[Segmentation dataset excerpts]
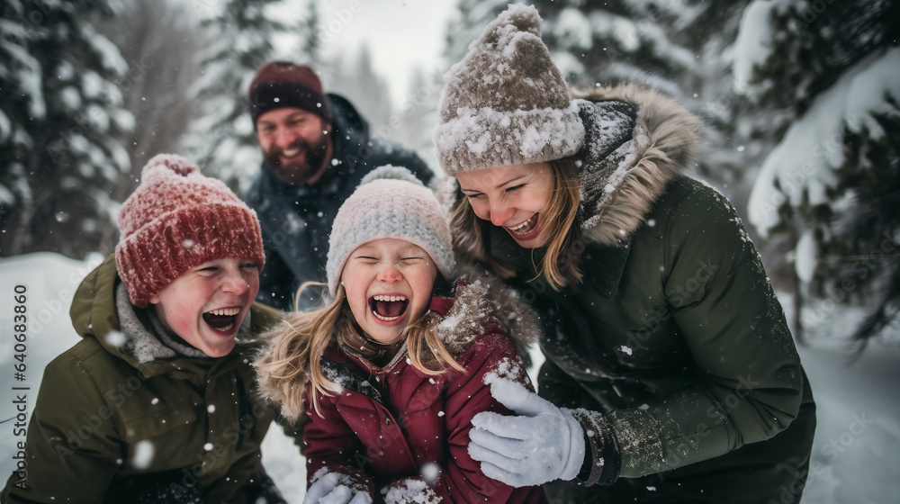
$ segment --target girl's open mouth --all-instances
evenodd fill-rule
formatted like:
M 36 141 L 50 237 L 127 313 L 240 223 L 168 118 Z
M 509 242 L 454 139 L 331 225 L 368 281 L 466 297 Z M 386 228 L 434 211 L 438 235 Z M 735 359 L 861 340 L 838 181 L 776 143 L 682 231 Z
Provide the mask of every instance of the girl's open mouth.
...
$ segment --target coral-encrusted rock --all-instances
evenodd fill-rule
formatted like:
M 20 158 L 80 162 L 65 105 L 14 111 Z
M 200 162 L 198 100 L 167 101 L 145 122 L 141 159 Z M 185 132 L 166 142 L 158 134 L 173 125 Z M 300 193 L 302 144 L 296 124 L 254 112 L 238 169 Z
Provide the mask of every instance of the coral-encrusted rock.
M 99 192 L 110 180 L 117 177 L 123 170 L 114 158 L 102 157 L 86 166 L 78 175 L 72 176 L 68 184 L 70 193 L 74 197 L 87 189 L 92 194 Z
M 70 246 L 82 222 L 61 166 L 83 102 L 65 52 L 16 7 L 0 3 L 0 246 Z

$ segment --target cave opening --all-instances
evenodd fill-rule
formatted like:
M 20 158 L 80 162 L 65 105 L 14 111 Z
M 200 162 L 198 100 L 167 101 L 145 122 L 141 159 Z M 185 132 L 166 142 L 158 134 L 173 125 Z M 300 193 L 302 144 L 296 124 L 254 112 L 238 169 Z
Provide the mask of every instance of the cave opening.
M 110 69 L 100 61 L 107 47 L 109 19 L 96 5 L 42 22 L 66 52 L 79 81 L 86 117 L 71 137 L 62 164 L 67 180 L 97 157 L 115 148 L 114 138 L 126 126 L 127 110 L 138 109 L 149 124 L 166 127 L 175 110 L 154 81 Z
---
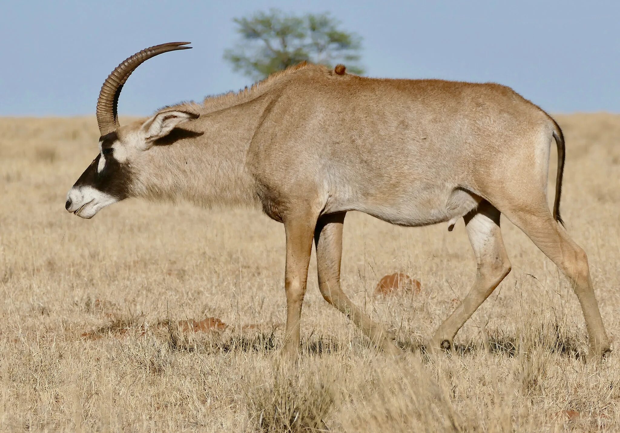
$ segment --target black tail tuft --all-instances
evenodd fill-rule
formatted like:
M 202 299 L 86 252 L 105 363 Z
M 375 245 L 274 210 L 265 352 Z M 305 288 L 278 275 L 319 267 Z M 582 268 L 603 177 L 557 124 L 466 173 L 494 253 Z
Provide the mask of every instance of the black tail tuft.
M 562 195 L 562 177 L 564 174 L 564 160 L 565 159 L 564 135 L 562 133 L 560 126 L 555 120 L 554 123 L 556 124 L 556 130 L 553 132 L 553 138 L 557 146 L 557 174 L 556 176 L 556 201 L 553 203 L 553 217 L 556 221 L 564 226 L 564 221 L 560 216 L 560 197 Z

STATED PROBLEM: Quote the data verbatim, beginning at the line containing "tail tuft --all-instances" and continuing through the line containing "M 562 195 L", with both of those lines included.

RESULT FOR THIS EXERCISE:
$ segment --target black tail tuft --all-instances
evenodd fill-rule
formatted like:
M 202 299 L 86 252 L 105 363 Z
M 375 245 L 274 210 L 265 352 Z M 305 288 L 278 275 L 319 267 Z M 582 268 L 603 177 L 557 124 L 466 173 L 494 253 Z
Provide the mask of every instance of the black tail tuft.
M 562 195 L 562 177 L 564 174 L 564 160 L 565 159 L 564 135 L 562 133 L 560 126 L 555 120 L 554 123 L 556 124 L 556 130 L 553 132 L 553 138 L 557 146 L 557 174 L 556 176 L 556 201 L 553 203 L 553 217 L 556 221 L 564 226 L 564 221 L 560 216 L 560 197 Z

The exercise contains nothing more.